_INSTRUCTIONS_
1) According to the passage about the Douglas Adams phrase, how high were the letters of God's Final Message to His Creation?
2) Print the section of the passage about the Douglas Adams phrase between "42 is by far" and "on the website.", inclusive.
3) Write a continuation of the passage about the Douglas Adams phrase, beginning right after its final sentence.

═══ GIVEN PASSAGE

42 is by far the best known Douglas Adams reference and has a really deep storyline behind it. But there’s a more obscure one that I use as a header on the website.
“We apologize for the inconvenience.” In So Long and Thanks for all the Fish, Doug said this was God’s Final Message to His Creation, written in letters 30 feet high on some planet somewhere. I. Freaking. Love It.
It could have been a joke about people making up messages that purport to be divine, but I don’t think so, and that interpretation doesn’t inspire me much so I went the other way. I probably can’t do justice to how much this phrase and its origin resonates with me, but I’ll try.
First off it’s a humble message. Any entity or being I’d call a creator ‘God’ would be way more humble than religion tends to give it credit for. Humans give God and Gods all these anthropomorphic qualities but humility doesn’t seem to get included. I think a compassionate creator god would be humbled by his creation as much as he expected it to be humbled by him. So if there is anything like a God that does anything like ‘messages to creation’, it seems like this one could be genuine. So I’d accept the message, and the apology, though I’d still have a few questions.

══════
═══ STUDY MATERIAL

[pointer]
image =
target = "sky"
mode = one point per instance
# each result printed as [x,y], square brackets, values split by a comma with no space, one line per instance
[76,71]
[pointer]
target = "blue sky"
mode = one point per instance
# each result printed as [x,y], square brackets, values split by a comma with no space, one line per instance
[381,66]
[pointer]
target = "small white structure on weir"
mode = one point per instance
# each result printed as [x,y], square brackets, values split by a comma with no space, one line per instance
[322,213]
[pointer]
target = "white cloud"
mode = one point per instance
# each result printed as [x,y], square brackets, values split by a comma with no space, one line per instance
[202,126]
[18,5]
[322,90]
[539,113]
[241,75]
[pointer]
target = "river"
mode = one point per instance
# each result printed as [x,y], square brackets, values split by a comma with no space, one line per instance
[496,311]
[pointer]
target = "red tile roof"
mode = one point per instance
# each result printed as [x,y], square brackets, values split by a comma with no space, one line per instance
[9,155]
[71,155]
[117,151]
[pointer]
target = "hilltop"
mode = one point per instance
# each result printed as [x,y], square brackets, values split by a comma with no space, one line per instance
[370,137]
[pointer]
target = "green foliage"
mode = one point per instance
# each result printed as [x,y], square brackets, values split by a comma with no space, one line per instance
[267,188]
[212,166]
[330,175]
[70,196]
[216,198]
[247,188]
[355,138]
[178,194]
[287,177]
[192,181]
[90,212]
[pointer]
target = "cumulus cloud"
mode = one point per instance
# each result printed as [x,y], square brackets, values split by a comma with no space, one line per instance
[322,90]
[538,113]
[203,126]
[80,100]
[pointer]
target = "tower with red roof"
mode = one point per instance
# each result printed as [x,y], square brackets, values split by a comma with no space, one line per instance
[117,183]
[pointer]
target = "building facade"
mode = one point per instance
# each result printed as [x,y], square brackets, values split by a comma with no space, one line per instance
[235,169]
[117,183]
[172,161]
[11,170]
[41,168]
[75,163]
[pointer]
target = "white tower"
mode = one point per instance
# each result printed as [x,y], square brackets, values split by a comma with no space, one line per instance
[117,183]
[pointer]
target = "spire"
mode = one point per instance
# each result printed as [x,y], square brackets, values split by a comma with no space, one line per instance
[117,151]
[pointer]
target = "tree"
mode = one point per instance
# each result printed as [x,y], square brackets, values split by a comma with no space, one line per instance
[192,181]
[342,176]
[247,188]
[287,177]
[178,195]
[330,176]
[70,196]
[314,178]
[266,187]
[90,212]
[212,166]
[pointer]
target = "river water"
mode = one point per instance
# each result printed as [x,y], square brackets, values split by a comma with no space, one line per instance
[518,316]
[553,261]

══════

_OUTPUTS BY TASK_
1) 30 feet high.

2)
42 is by far the best known Douglas Adams reference and has a really deep storyline behind it. But there’s a more obscure one that I use as a header on the website.

3)
I also like that he said ‘We’ apologize. I think ‘We’ is just a better pronoun for divinity than ‘I’. To me omniscience and omnipresence imply a plurality of mind that is nothing like the singular consciousness we experience that leads us to distinguish ourselves as ‘I’. I just don’t think God would choose that pronoun if it was self-translating to human language. Imagine a world where most humans had been taught that God chose to speak in the first person plural. “We Are” instead of “I Am”. I just feel like that alone would change a lot of basic cultural perceptions in dramatic ways.
Regardless how the universe came to be, if a conscious ‘creator’ had anything to do with it- I think “We apologize for the inconvenience” is the message they should send to other consciousnesses that bubble up in their creation. God’s creation may be ‘perfect’ in some transcendental sense, but he’s got to know it can sometimes suck really, really, bad to wake up as a cog in this grand machine without knowing anything about it. So seems like a responsible creator would go out of their way to clearly acknowledge that fact and 30 foot high letters seems like a decent effort.
Also If I wake up in an afterlife where I’m me and remember my life as me- “We apologize for the inconvenience” better damn well be the first thing I hear, followed by a comprehensive explanation of how the universe actually works and why it appeared so different while I was living in it.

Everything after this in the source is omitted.